Source records

>> START

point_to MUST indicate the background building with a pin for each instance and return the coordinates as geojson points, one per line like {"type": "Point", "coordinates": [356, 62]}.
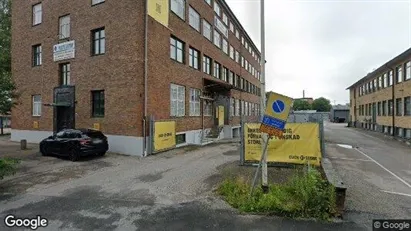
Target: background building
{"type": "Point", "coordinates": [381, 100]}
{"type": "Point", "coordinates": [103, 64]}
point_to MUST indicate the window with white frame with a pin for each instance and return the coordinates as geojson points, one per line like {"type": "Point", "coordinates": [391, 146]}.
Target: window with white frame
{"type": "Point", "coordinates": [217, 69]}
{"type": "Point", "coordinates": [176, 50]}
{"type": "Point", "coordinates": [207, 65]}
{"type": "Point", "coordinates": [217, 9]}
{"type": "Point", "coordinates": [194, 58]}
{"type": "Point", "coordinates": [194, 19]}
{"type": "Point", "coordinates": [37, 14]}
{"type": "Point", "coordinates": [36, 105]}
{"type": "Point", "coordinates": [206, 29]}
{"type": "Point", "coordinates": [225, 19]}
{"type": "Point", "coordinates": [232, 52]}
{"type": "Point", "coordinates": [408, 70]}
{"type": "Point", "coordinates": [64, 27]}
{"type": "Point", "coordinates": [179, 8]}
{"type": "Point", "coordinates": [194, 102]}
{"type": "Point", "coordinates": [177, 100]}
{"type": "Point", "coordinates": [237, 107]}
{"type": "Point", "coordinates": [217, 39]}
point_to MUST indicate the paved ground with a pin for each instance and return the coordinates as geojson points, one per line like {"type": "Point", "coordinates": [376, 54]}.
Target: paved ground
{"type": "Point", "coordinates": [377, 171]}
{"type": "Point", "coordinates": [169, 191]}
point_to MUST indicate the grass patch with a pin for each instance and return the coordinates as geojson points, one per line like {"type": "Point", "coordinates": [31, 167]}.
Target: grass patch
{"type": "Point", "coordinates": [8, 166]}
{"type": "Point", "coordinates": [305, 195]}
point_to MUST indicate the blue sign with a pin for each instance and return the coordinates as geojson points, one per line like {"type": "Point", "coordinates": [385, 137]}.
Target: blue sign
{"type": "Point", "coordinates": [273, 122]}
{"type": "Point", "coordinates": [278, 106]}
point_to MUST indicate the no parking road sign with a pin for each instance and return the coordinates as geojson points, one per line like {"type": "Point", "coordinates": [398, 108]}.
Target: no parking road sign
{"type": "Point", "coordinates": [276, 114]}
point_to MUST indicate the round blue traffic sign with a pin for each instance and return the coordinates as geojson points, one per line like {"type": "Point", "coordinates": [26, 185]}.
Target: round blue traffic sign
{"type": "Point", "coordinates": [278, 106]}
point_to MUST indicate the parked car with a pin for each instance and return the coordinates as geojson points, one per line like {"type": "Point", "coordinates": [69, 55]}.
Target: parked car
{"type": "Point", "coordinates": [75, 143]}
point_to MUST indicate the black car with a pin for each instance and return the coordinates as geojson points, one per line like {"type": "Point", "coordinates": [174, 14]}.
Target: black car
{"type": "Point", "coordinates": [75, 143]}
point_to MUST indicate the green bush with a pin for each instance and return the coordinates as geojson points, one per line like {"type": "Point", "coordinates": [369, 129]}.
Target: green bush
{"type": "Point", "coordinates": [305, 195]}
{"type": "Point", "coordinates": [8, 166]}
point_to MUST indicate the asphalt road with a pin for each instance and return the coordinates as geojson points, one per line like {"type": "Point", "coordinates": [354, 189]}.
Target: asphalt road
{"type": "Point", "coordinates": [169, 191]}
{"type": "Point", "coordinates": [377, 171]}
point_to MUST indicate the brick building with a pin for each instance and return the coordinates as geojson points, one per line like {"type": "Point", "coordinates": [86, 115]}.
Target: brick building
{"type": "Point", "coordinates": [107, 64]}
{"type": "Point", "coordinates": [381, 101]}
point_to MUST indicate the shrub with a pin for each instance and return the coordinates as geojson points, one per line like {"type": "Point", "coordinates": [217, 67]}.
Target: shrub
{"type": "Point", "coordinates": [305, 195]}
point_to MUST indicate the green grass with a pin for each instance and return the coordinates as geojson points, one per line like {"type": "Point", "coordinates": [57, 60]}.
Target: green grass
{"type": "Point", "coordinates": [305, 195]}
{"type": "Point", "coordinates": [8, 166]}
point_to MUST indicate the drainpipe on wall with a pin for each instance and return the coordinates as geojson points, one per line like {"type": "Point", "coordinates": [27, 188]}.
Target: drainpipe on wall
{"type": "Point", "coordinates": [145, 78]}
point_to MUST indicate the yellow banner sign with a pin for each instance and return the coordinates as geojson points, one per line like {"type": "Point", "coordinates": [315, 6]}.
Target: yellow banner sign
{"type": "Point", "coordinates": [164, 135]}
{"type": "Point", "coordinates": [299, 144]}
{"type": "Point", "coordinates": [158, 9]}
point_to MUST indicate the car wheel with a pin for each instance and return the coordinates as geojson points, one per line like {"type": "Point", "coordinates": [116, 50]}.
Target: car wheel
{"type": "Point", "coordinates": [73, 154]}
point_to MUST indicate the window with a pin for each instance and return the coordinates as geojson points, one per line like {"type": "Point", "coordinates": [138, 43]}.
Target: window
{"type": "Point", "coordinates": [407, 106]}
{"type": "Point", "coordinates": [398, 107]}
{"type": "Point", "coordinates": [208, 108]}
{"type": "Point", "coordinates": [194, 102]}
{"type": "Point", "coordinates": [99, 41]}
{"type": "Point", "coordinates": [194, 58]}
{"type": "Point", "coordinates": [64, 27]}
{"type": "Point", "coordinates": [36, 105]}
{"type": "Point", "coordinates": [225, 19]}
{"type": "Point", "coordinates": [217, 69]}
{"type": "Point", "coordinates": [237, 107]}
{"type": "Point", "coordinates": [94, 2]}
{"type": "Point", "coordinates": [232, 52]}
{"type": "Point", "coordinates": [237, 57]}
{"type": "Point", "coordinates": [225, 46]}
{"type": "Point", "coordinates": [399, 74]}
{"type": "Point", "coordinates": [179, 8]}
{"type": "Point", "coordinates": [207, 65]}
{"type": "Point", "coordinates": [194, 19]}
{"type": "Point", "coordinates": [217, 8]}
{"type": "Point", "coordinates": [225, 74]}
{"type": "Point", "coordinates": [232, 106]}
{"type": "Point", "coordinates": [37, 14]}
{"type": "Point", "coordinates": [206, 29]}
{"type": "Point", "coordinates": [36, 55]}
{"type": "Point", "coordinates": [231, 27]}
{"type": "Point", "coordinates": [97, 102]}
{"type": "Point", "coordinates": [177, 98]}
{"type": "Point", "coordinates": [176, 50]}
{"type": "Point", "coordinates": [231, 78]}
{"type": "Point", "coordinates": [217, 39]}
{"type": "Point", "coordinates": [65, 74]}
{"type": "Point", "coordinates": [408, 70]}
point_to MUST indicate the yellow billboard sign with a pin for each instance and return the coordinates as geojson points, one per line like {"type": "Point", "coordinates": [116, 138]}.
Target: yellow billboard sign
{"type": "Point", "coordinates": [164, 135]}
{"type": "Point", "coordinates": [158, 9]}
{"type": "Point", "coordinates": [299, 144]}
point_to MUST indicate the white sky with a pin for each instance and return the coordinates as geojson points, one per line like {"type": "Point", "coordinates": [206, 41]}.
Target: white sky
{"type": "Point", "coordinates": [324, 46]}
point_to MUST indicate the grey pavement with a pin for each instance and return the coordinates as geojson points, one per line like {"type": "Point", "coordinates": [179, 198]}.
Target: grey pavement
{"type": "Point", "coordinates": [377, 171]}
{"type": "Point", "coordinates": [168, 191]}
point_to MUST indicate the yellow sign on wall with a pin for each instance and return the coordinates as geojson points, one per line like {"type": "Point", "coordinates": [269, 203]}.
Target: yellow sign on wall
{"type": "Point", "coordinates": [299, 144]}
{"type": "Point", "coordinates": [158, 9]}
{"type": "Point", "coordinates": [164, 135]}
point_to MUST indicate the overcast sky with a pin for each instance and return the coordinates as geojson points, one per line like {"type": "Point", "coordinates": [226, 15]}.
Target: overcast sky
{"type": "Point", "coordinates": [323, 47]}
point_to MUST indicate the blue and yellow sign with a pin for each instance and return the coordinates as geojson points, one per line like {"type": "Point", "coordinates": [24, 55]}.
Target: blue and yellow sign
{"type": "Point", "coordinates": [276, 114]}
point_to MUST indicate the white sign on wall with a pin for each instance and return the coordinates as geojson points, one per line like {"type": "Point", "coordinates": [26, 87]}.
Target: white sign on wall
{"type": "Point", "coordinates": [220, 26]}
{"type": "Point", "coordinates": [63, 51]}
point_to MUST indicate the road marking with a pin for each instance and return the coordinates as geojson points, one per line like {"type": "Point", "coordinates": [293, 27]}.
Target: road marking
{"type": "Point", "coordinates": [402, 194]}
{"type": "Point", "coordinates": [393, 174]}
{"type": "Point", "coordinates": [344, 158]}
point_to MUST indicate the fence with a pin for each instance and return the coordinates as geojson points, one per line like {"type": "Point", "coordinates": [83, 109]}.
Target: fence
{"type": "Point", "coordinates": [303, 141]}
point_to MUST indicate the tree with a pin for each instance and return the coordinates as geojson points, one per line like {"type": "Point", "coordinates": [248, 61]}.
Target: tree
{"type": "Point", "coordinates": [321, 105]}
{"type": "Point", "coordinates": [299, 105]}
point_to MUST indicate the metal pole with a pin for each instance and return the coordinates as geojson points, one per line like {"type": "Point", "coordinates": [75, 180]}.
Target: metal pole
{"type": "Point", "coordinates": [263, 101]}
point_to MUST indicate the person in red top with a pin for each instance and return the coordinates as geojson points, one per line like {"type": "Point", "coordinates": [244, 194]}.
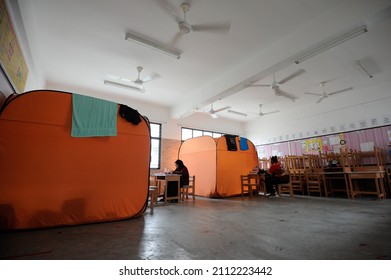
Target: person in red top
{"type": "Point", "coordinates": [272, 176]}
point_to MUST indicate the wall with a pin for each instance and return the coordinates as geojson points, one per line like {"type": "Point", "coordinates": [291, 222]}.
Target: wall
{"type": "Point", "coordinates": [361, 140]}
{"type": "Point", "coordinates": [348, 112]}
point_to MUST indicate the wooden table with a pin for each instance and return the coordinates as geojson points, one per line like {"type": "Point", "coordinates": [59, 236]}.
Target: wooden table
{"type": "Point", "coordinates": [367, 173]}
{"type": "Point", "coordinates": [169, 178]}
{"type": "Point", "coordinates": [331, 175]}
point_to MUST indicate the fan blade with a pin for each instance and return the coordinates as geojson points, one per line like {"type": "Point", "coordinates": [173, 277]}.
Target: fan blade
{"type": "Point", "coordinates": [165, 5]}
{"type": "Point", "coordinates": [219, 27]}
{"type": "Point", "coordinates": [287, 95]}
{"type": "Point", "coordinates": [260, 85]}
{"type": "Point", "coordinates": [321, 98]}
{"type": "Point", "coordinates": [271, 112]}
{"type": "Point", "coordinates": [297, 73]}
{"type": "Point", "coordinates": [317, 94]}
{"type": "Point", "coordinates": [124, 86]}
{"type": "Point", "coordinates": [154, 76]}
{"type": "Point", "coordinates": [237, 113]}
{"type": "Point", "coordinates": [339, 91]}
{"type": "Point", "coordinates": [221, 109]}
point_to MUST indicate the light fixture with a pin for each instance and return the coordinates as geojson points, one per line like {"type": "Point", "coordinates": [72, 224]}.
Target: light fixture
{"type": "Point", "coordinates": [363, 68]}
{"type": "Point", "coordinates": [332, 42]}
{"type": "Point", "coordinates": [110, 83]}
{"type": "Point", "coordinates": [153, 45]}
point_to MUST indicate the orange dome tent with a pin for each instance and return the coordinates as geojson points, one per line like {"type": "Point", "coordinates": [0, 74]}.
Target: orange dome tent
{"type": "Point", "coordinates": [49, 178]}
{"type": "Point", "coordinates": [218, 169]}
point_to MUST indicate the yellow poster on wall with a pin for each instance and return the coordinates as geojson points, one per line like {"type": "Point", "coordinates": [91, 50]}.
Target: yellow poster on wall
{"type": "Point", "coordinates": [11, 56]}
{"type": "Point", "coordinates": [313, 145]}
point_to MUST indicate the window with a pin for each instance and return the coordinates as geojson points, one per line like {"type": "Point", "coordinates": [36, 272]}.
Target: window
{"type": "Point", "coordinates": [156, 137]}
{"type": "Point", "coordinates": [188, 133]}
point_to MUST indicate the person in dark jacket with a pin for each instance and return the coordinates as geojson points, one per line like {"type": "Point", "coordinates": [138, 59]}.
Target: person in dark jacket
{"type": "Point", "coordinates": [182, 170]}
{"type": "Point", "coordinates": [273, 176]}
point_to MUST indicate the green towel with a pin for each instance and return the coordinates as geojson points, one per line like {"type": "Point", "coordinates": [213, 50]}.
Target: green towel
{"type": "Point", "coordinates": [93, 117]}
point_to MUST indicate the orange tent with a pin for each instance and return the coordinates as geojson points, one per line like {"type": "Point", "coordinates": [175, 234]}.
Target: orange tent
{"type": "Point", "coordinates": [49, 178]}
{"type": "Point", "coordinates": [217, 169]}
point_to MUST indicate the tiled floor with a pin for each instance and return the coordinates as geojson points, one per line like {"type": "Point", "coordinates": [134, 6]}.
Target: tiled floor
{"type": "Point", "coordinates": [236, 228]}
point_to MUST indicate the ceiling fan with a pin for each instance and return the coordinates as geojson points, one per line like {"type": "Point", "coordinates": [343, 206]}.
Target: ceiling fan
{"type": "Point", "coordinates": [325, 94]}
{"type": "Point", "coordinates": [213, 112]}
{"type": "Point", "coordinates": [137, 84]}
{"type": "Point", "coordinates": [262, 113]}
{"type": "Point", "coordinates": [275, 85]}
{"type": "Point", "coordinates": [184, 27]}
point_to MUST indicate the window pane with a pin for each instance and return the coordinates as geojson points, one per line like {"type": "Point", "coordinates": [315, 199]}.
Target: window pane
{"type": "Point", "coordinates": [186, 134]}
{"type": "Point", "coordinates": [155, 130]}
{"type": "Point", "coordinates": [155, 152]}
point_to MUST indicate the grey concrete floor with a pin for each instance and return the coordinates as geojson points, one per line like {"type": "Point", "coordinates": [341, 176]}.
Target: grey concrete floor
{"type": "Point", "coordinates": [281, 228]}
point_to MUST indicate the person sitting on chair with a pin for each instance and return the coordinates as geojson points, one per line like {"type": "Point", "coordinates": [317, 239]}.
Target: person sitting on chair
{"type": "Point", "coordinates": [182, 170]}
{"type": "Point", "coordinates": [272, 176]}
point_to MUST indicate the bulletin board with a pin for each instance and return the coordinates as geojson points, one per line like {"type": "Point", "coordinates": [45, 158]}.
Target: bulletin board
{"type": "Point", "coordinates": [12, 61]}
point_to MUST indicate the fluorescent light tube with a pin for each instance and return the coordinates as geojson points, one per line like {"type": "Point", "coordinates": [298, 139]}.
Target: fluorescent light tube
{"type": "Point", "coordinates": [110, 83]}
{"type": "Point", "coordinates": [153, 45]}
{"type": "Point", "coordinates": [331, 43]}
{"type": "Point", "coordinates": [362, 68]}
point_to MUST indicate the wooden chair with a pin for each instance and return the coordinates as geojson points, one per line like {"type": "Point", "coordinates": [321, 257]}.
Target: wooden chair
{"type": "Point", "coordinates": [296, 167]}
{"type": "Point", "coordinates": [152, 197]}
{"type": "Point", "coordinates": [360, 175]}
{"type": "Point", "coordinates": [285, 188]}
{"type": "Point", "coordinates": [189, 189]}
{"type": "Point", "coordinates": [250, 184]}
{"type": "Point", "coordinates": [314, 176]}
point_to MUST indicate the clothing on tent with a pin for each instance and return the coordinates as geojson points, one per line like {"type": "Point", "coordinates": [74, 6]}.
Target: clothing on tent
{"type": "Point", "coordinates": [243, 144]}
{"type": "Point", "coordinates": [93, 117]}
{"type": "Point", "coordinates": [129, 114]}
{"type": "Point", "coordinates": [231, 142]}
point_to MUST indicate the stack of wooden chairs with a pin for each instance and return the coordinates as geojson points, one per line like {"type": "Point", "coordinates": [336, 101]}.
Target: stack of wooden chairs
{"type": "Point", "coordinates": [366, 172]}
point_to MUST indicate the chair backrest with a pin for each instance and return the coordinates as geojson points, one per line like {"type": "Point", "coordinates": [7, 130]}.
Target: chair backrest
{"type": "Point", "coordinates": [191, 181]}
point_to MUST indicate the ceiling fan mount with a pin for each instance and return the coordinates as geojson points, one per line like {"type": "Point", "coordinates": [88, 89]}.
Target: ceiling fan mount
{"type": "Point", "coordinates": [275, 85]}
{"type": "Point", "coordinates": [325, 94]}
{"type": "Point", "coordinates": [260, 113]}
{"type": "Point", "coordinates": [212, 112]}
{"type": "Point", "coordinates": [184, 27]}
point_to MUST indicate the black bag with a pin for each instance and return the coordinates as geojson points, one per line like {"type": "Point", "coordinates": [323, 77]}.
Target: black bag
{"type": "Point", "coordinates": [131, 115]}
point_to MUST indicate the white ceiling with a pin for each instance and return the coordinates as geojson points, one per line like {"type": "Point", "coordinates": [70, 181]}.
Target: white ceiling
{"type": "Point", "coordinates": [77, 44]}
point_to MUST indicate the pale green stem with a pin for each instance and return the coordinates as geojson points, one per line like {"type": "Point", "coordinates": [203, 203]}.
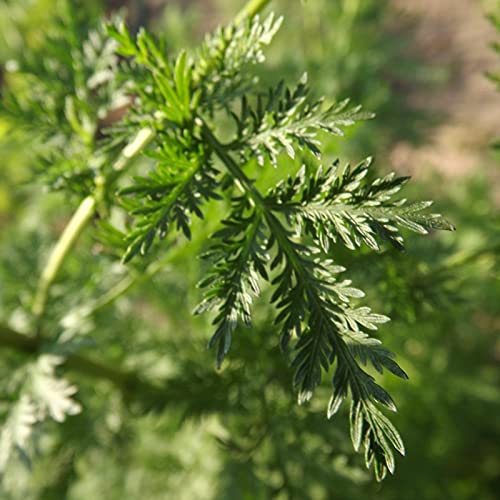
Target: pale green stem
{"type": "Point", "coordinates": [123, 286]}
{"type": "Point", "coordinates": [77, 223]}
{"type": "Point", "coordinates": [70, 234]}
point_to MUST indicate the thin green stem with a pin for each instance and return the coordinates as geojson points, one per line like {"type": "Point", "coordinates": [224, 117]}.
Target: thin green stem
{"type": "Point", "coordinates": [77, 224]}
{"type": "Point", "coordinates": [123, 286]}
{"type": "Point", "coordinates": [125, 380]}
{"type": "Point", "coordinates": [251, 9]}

>> END

- _The problem_
Exactly repeat every line from the line that includes "point_to MUST indicate the pale" to the end of the listing, and nothing else, leaving pictures out.

- _Final result_
point_to MUST indicate the pale green stem with a pin for each instance and return the coordinates as geojson points, one per line like {"type": "Point", "coordinates": [203, 203]}.
Target: pale green stem
{"type": "Point", "coordinates": [123, 286]}
{"type": "Point", "coordinates": [77, 223]}
{"type": "Point", "coordinates": [70, 234]}
point_to MUST indicate the thin green stem with a pin for each instance and return the coordinates as geojson points, one per line like {"type": "Point", "coordinates": [224, 117]}.
Target: thin green stem
{"type": "Point", "coordinates": [77, 224]}
{"type": "Point", "coordinates": [123, 286]}
{"type": "Point", "coordinates": [125, 380]}
{"type": "Point", "coordinates": [251, 9]}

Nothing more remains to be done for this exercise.